_GIVEN EXERCISE_
Reproduce word for word the passage from "Sounds good to" to "raised folio refcount." in the thread below about the UFFDIO_MOVE livelock.

_TEXT EXTRACT_
▬▬▬
Sounds good to me. I'll give others one day to provide their input and
will post a fix.
Thanks!

>
> Thanks,
>
> --
> Peter Xu
>
Liam R. Howlett Feb. 26, 2025, 2:59 p.m. UTC | #7
* Suren Baghdasaryan <surenb@google.com> [250225 15:46]:
> Lokesh recently raised an issue about UFFDIO_MOVE getting into a deadlock
> state when it goes into split_folio() with raised folio refcount.
> split_folio() expects the reference count to be exactly
> mapcount + num_pages_in_folio + 1 (see can_split_folio()) and fails with
> EAGAIN otherwise. If multiple processes are trying to move the same
> large folio, they raise the refcount (all tasks succeed in that) then
> one of them succeeds in locking the folio, while others will block in
> folio_lock() while keeping the refcount raised. The winner of this
> race will proceed with calling split_folio() and will fail returning
> EAGAIN to the caller and unlocking the folio. The next competing process
> will get the folio locked and will go through the same flow. In the
> meantime the original winner will be retried and will block in
> folio_lock(), getting into the queue of waiting processes only to repeat
> the same path. All this results in a livelock.
▬▬▬
_PROVIDED MATERIAL_
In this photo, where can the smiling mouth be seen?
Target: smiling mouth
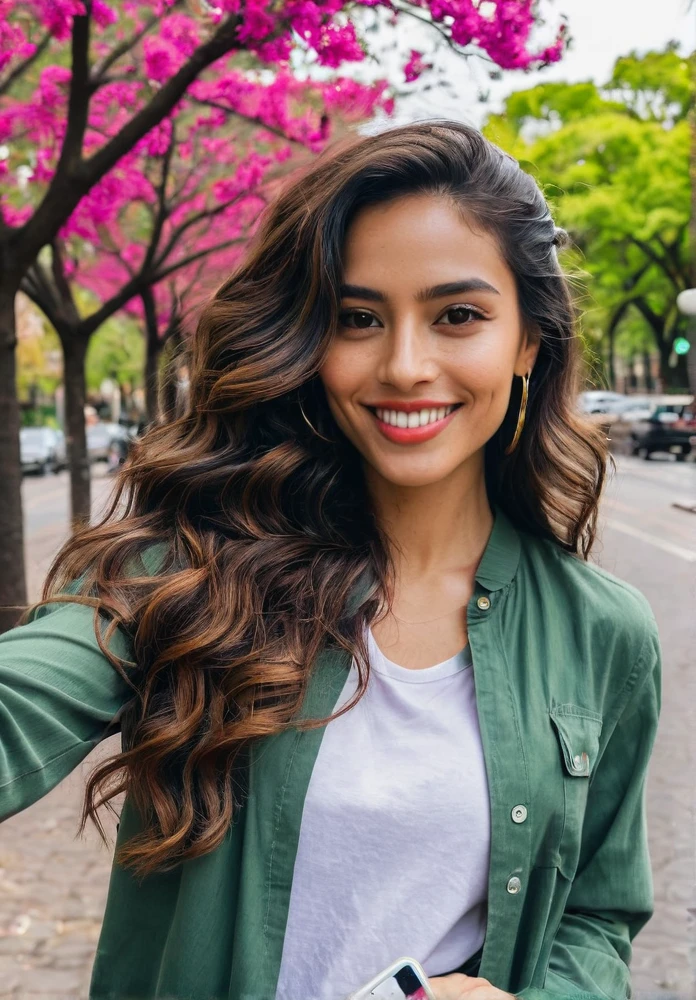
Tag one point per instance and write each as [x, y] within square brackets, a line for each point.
▬▬▬
_THE REPLY_
Sounds good to me. I'll give others one day to provide their input and
will post a fix.
Thanks!

>
> Thanks,
>
> --
> Peter Xu
>
Liam R. Howlett Feb. 26, 2025, 2:59 p.m. UTC | #7
* Suren Baghdasaryan <surenb@google.com> [250225 15:46]:
> Lokesh recently raised an issue about UFFDIO_MOVE getting into a deadlock
> state when it goes into split_folio() with raised folio refcount.